PROVIDED DATA

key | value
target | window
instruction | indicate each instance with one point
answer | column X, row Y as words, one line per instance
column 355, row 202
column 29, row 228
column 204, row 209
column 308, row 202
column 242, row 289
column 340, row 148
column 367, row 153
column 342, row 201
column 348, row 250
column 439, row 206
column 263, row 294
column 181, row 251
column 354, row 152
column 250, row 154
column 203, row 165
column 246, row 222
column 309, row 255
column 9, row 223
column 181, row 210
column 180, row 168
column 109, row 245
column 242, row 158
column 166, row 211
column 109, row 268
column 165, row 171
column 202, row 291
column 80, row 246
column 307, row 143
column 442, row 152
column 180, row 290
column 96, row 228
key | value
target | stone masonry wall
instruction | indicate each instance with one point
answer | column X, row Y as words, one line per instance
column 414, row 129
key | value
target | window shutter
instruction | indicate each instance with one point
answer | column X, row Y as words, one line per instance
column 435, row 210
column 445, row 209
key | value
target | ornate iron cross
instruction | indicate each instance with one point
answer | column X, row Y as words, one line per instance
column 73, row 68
---
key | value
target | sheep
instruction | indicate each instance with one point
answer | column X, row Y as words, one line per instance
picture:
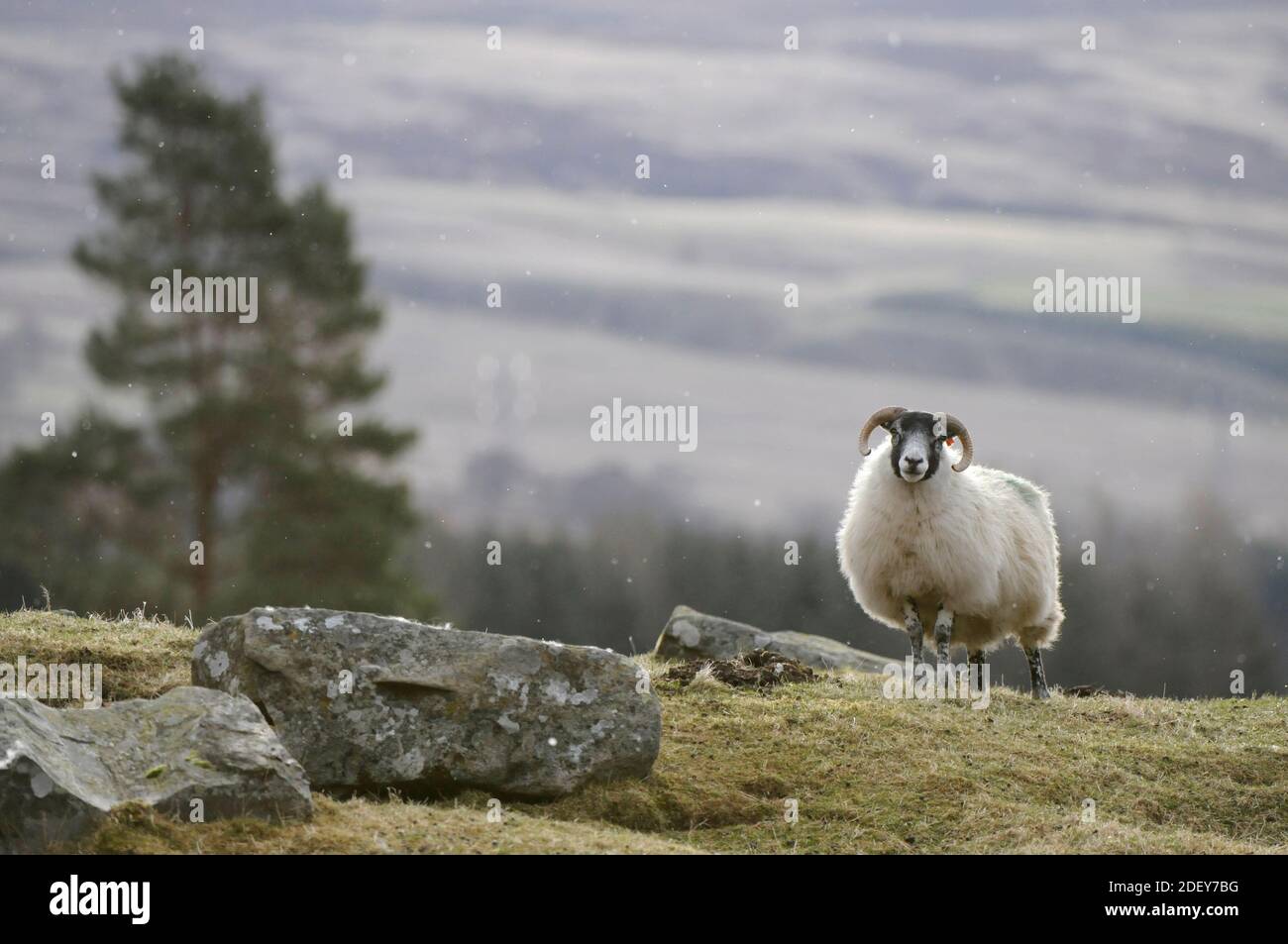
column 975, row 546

YOUR OBJECTIVE
List every line above that contains the word "target", copying each one in full. Matches must have the same capitalization.

SOLUTION TO THE EXERCISE
target | window
target | stone masonry wall
target | window shutter
target | ornate iron cross
target | sheep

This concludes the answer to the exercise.